▶ [Dataset excerpts]
^^^^^^^^^^^^^^^^
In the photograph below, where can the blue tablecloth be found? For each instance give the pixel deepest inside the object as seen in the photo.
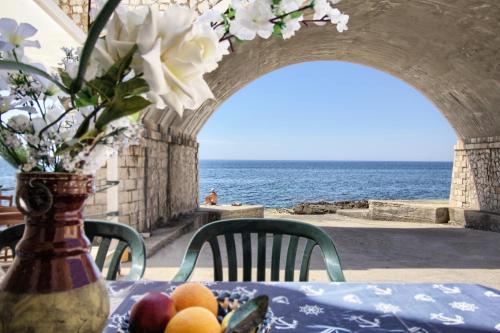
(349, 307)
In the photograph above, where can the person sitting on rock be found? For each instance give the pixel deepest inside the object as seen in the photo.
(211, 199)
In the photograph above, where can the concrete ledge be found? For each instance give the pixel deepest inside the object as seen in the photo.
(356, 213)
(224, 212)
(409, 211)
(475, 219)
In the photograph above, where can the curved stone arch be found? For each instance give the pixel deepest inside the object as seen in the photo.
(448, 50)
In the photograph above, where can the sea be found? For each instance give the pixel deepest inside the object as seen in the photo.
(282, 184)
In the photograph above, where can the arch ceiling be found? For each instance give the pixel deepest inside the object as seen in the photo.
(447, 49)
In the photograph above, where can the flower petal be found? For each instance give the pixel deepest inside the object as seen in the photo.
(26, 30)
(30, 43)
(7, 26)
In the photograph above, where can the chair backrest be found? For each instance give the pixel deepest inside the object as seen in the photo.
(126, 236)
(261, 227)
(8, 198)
^^^^^^^^^^^^^^^^
▶ [About this exercise]
Return exactly the lines of the data, and only those, from the line with "In the photograph above, where can the curved" through the last line, inclusive.

▶ [Task answer]
In the photograph above, where can the curved stone arch be found? For each instance give the pixel deepest inside the object as seen in the photo.
(448, 50)
In the photograph above, where can the sea be found? For each instance give the pixel deepest inside the object as seen in the photo.
(282, 184)
In the photograph above, where can the arch ceiling be found? For each instance give the pixel deepest inside the object as seen in the photo.
(447, 49)
In the photograph above, where can the flower petal be found? For each instance give the pixel deepest inside the object as seen in the photo.
(26, 30)
(30, 43)
(7, 26)
In the photograph above, where can the chair backrest be found? For each instance give the pixel deepest inside the object as seen in the photo.
(126, 236)
(261, 227)
(8, 198)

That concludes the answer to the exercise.